START Material for this task

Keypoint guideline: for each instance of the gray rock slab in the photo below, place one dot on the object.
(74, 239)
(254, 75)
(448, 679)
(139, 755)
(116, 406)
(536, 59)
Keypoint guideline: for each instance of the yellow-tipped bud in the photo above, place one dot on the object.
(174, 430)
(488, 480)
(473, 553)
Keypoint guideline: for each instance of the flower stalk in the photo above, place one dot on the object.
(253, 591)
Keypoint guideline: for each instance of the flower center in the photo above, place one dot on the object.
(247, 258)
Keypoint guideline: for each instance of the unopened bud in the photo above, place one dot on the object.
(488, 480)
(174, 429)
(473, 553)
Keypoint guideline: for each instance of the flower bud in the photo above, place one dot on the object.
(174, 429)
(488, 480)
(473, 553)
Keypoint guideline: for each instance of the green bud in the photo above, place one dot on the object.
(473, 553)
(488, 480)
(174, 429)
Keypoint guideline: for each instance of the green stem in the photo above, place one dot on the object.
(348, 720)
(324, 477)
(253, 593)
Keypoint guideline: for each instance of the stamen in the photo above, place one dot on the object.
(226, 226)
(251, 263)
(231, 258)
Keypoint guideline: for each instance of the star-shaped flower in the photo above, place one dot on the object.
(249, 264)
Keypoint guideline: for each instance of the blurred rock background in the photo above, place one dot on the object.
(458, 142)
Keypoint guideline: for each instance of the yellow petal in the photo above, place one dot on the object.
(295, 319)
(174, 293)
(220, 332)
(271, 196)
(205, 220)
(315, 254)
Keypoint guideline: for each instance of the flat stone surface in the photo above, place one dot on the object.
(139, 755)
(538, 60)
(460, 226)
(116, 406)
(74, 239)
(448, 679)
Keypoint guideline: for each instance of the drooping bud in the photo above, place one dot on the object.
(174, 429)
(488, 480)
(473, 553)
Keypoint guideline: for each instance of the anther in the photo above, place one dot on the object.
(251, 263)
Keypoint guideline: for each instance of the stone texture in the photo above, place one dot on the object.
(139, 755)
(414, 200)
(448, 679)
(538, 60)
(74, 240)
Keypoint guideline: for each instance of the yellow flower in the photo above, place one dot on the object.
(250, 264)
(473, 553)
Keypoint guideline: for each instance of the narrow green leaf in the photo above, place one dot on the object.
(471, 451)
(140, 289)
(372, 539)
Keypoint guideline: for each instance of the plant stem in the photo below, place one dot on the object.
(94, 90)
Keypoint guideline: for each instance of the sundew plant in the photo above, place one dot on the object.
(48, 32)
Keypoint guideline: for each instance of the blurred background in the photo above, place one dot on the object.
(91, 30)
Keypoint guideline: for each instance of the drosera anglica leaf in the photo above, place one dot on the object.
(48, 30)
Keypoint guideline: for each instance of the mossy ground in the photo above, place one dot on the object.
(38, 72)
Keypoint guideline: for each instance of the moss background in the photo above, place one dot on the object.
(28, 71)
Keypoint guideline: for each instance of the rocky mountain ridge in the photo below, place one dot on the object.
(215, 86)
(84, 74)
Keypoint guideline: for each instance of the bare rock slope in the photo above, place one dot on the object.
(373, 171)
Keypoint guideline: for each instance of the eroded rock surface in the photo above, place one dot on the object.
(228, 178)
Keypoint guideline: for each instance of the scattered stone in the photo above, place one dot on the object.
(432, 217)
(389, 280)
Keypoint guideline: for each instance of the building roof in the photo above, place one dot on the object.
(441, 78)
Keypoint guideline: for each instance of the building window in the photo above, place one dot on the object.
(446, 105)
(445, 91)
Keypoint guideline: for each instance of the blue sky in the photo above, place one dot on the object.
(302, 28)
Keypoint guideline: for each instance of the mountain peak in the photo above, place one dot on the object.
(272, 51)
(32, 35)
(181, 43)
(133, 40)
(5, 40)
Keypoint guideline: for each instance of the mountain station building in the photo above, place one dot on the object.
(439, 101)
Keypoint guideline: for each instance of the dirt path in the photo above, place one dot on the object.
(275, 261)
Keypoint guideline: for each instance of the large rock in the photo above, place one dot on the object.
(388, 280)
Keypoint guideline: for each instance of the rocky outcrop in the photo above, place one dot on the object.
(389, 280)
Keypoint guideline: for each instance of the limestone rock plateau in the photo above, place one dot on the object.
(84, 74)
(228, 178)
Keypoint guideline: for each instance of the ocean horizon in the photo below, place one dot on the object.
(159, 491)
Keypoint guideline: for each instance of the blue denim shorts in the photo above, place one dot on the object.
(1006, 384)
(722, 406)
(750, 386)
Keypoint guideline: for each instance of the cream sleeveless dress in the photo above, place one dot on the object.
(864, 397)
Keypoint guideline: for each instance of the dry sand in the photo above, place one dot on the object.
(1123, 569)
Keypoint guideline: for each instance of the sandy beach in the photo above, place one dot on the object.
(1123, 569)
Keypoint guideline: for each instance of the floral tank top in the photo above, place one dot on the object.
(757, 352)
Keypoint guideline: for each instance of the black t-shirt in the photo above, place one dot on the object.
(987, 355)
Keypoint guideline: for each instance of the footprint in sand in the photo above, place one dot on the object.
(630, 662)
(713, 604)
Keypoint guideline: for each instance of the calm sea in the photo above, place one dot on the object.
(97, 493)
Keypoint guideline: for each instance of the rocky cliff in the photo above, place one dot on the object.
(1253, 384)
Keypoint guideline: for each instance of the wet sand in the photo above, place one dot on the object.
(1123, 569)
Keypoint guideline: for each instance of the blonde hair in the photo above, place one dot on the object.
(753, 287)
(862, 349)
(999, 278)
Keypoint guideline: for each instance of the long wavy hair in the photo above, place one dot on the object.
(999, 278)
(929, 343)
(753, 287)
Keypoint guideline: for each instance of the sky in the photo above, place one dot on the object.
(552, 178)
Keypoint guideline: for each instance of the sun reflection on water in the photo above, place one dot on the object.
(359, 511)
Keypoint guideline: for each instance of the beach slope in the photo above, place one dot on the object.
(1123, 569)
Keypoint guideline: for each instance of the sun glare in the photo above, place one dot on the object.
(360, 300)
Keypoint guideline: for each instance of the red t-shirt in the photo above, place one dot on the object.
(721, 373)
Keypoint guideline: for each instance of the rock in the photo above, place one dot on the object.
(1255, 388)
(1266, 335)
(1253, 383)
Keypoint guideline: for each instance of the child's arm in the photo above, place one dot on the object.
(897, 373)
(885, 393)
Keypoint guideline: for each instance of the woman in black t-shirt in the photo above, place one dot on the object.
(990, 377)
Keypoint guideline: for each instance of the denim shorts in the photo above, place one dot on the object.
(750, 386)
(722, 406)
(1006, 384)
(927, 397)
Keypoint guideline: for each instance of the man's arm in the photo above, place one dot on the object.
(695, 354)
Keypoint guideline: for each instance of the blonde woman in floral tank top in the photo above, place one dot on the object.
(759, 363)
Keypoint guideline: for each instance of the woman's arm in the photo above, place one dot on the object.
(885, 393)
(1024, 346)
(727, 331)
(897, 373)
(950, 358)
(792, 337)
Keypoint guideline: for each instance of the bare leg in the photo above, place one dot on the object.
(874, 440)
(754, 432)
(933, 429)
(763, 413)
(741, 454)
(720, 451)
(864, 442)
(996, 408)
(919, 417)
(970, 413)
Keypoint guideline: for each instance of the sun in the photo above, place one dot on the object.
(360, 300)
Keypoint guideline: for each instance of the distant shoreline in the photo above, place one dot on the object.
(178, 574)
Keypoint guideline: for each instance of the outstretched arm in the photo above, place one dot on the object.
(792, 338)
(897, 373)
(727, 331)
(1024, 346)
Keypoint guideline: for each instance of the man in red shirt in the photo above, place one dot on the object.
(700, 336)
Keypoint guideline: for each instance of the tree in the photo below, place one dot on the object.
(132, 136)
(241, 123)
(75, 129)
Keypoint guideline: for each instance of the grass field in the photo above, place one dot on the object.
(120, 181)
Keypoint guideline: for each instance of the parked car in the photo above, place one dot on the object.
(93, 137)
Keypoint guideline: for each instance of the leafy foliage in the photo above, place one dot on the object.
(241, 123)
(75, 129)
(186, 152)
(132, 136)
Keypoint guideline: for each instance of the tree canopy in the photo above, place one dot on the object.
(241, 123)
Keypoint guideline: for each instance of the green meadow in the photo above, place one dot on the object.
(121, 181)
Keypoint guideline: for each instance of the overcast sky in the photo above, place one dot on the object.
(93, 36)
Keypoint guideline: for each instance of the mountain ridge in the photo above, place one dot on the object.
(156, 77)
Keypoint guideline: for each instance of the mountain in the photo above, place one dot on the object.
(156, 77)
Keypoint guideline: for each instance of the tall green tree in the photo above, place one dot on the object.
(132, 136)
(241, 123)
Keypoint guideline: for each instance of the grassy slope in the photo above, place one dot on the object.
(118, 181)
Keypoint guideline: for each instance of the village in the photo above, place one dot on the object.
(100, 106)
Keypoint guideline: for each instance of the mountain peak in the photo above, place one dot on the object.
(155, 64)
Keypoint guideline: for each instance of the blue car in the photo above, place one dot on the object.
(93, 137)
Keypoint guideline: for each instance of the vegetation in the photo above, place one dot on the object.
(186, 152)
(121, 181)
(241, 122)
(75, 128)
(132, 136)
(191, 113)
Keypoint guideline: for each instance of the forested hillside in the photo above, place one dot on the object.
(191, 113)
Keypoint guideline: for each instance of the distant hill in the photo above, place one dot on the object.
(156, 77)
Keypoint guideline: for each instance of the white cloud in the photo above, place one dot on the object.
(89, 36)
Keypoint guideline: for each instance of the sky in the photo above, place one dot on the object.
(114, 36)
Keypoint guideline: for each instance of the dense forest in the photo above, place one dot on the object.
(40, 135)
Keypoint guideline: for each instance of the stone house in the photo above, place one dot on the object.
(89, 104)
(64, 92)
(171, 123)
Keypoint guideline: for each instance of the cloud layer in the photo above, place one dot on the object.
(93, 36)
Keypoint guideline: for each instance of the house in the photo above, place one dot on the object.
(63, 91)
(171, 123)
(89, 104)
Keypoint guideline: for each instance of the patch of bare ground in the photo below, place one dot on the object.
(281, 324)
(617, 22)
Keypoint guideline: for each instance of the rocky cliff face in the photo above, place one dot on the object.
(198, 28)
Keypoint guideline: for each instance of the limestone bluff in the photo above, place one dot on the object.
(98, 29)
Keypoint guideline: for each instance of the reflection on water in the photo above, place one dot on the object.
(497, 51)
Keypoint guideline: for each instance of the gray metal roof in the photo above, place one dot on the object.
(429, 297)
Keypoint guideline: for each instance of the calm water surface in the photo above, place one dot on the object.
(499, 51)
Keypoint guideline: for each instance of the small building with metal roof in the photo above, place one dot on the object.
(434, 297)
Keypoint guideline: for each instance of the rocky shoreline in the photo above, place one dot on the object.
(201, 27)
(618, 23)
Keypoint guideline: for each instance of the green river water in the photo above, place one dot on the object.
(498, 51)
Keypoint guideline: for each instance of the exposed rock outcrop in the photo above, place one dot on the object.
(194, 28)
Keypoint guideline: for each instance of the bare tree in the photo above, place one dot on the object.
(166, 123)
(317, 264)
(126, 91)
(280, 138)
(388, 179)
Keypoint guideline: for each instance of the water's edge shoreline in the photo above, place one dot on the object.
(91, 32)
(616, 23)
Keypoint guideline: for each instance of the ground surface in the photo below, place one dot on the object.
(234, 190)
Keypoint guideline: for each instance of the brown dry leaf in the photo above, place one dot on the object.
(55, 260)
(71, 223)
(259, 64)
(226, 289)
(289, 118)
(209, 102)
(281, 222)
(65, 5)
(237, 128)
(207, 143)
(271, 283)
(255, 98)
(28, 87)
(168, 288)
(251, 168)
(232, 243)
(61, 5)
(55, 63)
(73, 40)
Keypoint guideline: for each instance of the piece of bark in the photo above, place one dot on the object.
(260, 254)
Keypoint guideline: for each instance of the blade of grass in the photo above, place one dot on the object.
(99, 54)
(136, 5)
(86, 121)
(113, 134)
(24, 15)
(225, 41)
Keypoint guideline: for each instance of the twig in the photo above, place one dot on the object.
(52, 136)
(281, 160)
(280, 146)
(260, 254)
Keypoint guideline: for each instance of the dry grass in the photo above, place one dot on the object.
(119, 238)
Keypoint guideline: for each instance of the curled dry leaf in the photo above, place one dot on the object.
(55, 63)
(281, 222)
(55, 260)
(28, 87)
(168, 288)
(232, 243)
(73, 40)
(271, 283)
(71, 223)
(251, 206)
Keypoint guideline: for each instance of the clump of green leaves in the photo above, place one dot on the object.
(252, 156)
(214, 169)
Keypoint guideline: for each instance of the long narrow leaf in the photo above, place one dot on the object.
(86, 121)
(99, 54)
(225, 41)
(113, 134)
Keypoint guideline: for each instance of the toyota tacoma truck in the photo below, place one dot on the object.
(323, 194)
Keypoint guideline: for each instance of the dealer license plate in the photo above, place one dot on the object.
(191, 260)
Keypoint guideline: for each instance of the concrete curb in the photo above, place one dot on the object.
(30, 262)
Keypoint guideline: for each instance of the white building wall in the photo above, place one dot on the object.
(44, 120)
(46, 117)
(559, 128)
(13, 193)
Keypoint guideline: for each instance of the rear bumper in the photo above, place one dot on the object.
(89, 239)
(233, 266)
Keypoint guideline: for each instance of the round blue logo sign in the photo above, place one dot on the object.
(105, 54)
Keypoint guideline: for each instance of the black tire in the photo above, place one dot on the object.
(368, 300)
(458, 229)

END Material for this task

◆ **Brief**
The line with "Keypoint guideline: for each instance of the dealer" and every line after it up to the end of the entries: output those exactly, and only those.

◆ **Answer**
Keypoint guideline: for each instance of the dealer license plate in the photo above, place one dot on the object.
(191, 260)
Keypoint guideline: for each instance of the concrete curb in the photo above, place one dot on the object.
(30, 262)
Keypoint guideline: for each instance of the white building wall in the photo above, place one dot on the object.
(44, 120)
(46, 117)
(559, 128)
(13, 193)
Keypoint guideline: for each instance of the rear bumper in the photo above, place one dot on the object.
(89, 239)
(233, 266)
Keypoint guideline: for each instance of the round blue logo sign in the photo above, place one dot on the object.
(105, 54)
Keypoint guideline: for each instance of the black tire in the photo above, place one dot on the object.
(368, 300)
(458, 229)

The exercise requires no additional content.